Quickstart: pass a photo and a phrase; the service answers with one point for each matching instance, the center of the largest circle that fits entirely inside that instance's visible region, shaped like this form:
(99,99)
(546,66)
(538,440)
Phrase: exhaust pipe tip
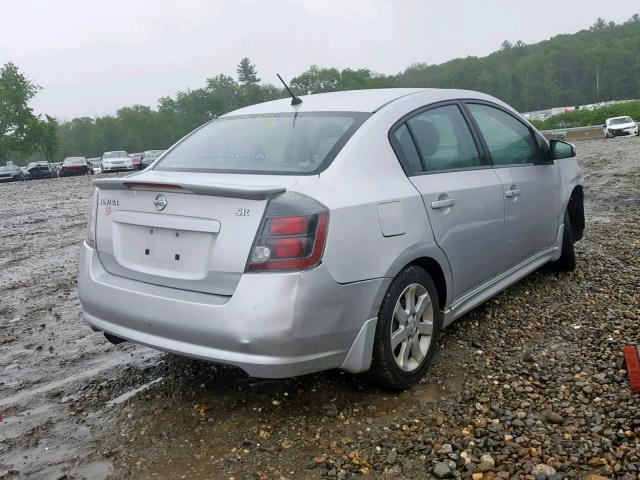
(113,339)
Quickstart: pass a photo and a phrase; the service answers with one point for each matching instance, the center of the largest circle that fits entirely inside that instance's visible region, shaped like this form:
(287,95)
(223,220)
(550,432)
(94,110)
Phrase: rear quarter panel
(365,175)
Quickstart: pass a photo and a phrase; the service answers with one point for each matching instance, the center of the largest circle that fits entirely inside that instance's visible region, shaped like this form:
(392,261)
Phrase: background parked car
(37,170)
(95,164)
(115,161)
(149,157)
(56,167)
(11,173)
(75,166)
(620,126)
(136,158)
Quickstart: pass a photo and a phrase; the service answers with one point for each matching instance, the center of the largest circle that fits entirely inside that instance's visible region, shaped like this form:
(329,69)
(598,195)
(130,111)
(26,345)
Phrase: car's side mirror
(560,149)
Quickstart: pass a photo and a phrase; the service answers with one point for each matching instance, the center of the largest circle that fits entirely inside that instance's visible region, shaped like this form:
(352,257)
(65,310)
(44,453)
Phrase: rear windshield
(303,143)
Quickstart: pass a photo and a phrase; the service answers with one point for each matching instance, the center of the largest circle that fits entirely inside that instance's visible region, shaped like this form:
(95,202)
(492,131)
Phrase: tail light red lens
(288,225)
(292,242)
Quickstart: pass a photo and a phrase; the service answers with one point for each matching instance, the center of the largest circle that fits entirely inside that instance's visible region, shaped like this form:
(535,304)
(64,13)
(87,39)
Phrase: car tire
(398,364)
(567,260)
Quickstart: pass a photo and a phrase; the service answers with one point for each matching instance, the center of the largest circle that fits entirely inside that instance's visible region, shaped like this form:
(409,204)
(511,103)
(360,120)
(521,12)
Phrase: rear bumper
(275,325)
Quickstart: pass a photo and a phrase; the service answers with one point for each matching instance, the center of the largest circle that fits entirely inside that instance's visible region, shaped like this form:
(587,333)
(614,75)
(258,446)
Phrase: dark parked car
(11,173)
(75,166)
(148,157)
(37,170)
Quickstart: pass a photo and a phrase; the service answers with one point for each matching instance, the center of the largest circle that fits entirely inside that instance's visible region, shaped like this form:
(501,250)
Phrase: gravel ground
(530,385)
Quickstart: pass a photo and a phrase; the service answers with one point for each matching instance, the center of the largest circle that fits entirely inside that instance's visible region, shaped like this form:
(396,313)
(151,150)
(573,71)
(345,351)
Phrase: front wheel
(409,323)
(567,260)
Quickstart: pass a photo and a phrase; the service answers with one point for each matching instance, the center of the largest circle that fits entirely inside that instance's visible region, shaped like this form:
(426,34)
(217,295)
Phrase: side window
(411,156)
(444,139)
(509,141)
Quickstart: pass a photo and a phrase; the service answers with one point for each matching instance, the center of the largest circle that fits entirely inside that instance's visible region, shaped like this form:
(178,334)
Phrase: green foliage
(247,73)
(19,127)
(48,139)
(319,80)
(560,71)
(584,118)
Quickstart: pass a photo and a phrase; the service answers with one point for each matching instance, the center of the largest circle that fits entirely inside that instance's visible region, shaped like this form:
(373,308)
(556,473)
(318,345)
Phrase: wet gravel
(530,385)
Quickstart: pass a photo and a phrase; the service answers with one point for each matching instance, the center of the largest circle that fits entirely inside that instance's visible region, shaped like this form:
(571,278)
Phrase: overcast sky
(92,57)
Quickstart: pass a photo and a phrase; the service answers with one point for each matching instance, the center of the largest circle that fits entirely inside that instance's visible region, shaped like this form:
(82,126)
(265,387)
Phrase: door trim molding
(495,285)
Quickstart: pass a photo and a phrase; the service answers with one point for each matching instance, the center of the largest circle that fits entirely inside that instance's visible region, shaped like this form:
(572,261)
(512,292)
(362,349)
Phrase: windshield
(114,154)
(620,121)
(269,144)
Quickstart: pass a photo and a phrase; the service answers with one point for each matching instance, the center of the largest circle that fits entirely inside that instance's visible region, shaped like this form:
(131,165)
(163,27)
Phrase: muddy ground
(529,385)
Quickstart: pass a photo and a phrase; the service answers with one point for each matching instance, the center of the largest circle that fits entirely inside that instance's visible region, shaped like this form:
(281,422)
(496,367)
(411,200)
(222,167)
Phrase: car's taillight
(292,234)
(91,224)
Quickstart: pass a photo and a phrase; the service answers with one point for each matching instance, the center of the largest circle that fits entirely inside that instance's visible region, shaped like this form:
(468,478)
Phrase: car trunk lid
(181,232)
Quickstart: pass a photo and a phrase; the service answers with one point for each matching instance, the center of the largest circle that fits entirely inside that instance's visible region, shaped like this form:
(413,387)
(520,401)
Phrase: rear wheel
(567,260)
(409,323)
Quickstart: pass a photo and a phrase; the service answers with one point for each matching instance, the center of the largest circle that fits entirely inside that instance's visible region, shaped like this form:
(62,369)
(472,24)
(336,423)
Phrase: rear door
(530,183)
(461,193)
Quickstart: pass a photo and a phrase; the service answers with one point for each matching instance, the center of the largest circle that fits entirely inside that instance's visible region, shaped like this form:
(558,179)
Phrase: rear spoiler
(249,192)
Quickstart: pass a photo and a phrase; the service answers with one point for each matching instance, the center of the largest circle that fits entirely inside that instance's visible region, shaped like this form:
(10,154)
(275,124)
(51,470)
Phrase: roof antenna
(294,100)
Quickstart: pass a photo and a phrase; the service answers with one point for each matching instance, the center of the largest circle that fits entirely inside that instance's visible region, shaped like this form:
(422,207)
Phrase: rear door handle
(449,202)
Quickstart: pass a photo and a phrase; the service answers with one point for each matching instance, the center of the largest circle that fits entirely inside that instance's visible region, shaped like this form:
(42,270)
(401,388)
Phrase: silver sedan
(344,231)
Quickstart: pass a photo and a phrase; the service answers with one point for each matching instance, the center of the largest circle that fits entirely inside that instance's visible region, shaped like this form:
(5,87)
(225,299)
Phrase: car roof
(356,100)
(344,101)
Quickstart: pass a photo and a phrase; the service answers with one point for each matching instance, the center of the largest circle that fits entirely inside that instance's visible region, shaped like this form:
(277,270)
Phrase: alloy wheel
(412,327)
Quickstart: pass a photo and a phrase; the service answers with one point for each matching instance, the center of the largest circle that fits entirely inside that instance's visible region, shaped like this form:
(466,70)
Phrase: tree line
(600,63)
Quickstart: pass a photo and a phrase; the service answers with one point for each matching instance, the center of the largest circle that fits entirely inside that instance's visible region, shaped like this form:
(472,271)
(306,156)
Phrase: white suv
(620,126)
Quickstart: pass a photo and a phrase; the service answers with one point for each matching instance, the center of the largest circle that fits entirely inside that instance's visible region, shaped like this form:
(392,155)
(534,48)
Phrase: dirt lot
(527,386)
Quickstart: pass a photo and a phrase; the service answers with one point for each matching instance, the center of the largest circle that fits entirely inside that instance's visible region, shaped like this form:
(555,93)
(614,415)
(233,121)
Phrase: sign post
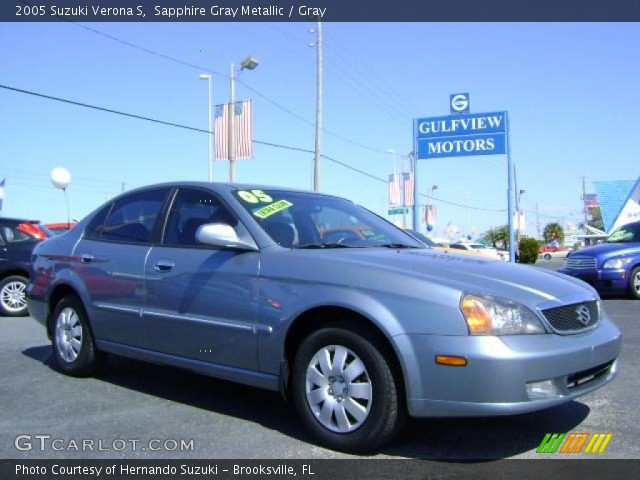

--------

• GIVEN EXERCISE: Leave out the pictures and print each record exactly as it stands.

• SOLUTION FOR THIS EXERCISE:
Quickstart: pass a photo and a phrase; the service answers with one point for each matching instance, the center of the largest circle that fits entirely inside that instance's visible region, shaped like this form:
(99,99)
(546,66)
(538,440)
Phrase: exhaust pipe tip
(113,339)
Quickstart: pass a photo and a phrase; the service answers with one point for each matching instance, the center of the largest circle that fits entirely inside that instance's visible region, shaped like this form:
(287,95)
(223,220)
(550,432)
(94,110)
Phrase: rear quarter panel
(365,175)
Quickstart: pass a photo and a phrase; the service answers with one point for each matching instance, the center of the largest circle that fits entirely inside that instance's visible region, shaped like this form:
(392,261)
Phrase: background parked car
(37,170)
(95,164)
(115,161)
(149,157)
(56,167)
(11,173)
(75,166)
(620,126)
(136,158)
Quickstart: pass a photo and a phrase; the service answers with one point for each matching instance, the center of the largest circle that fits entirely inside that instance's visible region, shaped like this form:
(329,69)
(598,195)
(130,111)
(26,345)
Phrase: car's side mirror
(560,149)
Quickstart: pass a photo and a phrase; the service answers with one point for each matching instance, the center of the largest circle that fits entirely inside that instance's visible region, shaped like this form:
(352,257)
(65,310)
(44,453)
Phrase: rear windshield
(303,143)
Quickstart: pass a photo and a phrase; the service answers with one point for each matching instance, the center of the largest circle that fits entirely inside that instance's visible region, shaped like this form:
(95,202)
(492,131)
Phrase: tail light red lens
(288,225)
(292,242)
Quickstart: pass a photo and a phrase; the service answers with one point for each matching instance, the center of the largest circle that fits entirely inside that instance's visible region, shaped like this form:
(535,304)
(64,13)
(87,39)
Phrase: car tire
(398,364)
(567,260)
Quickstart: pass a photo and a phrase; the service answers with one point for each matching instance, the center of the largest circle that fits entirely inside that instance's visible region, shaped like this form:
(409,204)
(511,103)
(360,120)
(521,12)
Phrase: rear bumper
(275,325)
Quickstart: pass a photo and a phrase; the service answers with one point for each matching instance, the center of the largest circle that fits entirely inside that instance's visible region, shaped like this form:
(587,333)
(614,75)
(258,446)
Phrase: dark parked car
(11,173)
(75,166)
(148,157)
(37,170)
Quickstart: pass a photo and a phrase; the service answers with one point for each matching instance, the center of the largest circle that fits entirely inside that instance's visible region, shaped like this form:
(501,250)
Phrase: gravel ground
(530,385)
Quickstart: pass a photo and a phrase; the service answers with one point for each matching instance, the center of the largest circle that fits entirely inside that instance's visible region, shaped like this form:
(396,313)
(151,150)
(573,71)
(345,351)
Phrase: front wheel
(409,323)
(567,260)
Quickstart: pass a photo and a phrase; the service answers with one point for each matching instance, the center of the largest circle that fits entirely inside that instance's visible region, shaped like this form:
(426,34)
(217,295)
Phrase: side window
(411,156)
(444,139)
(509,141)
Quickstart: pass a photo and a phrase; the service answers with one point for each matching instance, the center of the largest circle that fits entirely inside that instance's visible region, shaped like this form:
(178,334)
Phrase: green foliage
(247,73)
(19,127)
(48,139)
(319,80)
(560,71)
(584,118)
Quickstart: pass a photo and a phrase; the service answers with one point for each matching instance, the center of the largest circle that fits entirely inside that instance's visible region, shaped like this form:
(373,308)
(556,473)
(318,345)
Phrase: wet gravel
(530,385)
Quickstart: pass a photo and a phrase; the service answers with one point for each matching instance, the center of the largest circle that fits entirely inside that instance's visible region, shaped like this form:
(571,278)
Phrase: overcast sky
(92,57)
Quickstart: pass a photo and a phrase; the service answers with one point for each matching instance, the center of the largest circle that fits entirely inside that instance's visible region, shaped like this form:
(82,126)
(265,387)
Phrase: door trim molding
(495,285)
Quickstart: pass a photo and a phrase; the service answers with one point for each matching instance, the center of the largest circle that fits entirely inside that instance's visible region, shaped like this form:
(572,261)
(512,292)
(362,349)
Phrase: windshield
(114,154)
(620,121)
(269,144)
Quickstart: pass a photo and a phrase; the service answers with one point for each matching instance, the center of the largest circle that fits entirely inside that instance's visible region, shaped like this form:
(131,165)
(163,27)
Phrase: muddy ground
(529,385)
Quickstart: pass a photo and a phrase; the service answers with one point for each matching instance, the center of the largest circle that fits entirely inside that instance's visible region, shaped like this form:
(281,422)
(496,367)
(411,200)
(222,167)
Phrase: car's taillight
(292,234)
(91,224)
Quickstart: pass a photo and a phrase; the service answers with one point for each matching instance, the center of the largest circle that fits entirely inside that instance's visible region, shaped like this form:
(468,478)
Phrase: car trunk lid
(181,232)
Quickstart: pass a photo and a phrase; the service answers with one point for each matching instance, the center of the largest circle that fits entirely inside that instance's visible region, shaped like this form:
(413,387)
(520,401)
Phrase: rear wheel
(567,260)
(409,323)
Quickstart: pass a photo and a phrase; the service answers with one point for each matching instance, the center of the largest circle that fits entirely inside that instance's visible region, shaped like this form:
(62,369)
(472,24)
(336,423)
Phrase: rear door
(530,183)
(461,193)
Quickstart: pass a photo and a phrase; the service answers with one point for each matching instance, the center of the largest circle that fits entirely inside that instance's visible region, shaped like this form:
(558,179)
Phrase: rear spoiler
(249,192)
Quickstart: pass a photo and a phrase; the service answers with one point for each matching instance, the center of the largest circle that fits entirely inside that instance's visible region, shaped like this form:
(10,154)
(275,124)
(51,470)
Phrase: roof antenna
(294,100)
Quickstart: pass a photo and a phrase; the service answers with one point for each matching instance, the center of the largest circle that fits entirely inside that instance's visible region, shaped like this form:
(422,207)
Phrase: rear door handle
(449,202)
Quickstart: pass a photo and a phrase; the service answers with one point for each matching instance, the center of the largest circle that fits entirely inside that instance's visible region, shaped like this form:
(42,270)
(401,388)
Phrase: silver sedan
(344,231)
Quickstart: pass a photo and a phrase; the service answers with one point for each matching instance, the center of the largest circle that fits entirely inside that instance's visible region, shaped like this form:
(5,87)
(225,299)
Phrase: car roof
(356,100)
(344,101)
Quickstart: pass a photo and a phrase; the service answers with one point for each matching instance, the center of the largest circle that fits entirely inside that instance's visible region, shaped like this form:
(277,270)
Phrase: alloy wheel
(412,327)
Quickstart: pass a photo and a phrase; the service answers with one point for each matching instance, the center of the largest circle that fits entirely inside that instance's visible region, shaped like this form:
(466,70)
Phrase: tree line
(600,63)
Quickstart: pass a photo and a phrase; the service answers with one point for each matching instance, the center of the largest circle that fits entirely inside that instance's visible region, shaped like this form:
(472,271)
(306,156)
Phrase: white suv
(620,126)
Quickstart: pass a photo and a phrase; the service answers with one point for each matching instance, the center of the largest circle that fits entirely inside that instance's visible region, shaped like this form:
(392,155)
(534,48)
Phrase: dirt lot
(527,386)
Quickstart: pass a photo and a phrase; the service answers with one point for each matching instance, the center of the largest circle that fits entirely inside that instance's visible region, shaped like this form:
(555,93)
(614,415)
(233,121)
Phrase: sign post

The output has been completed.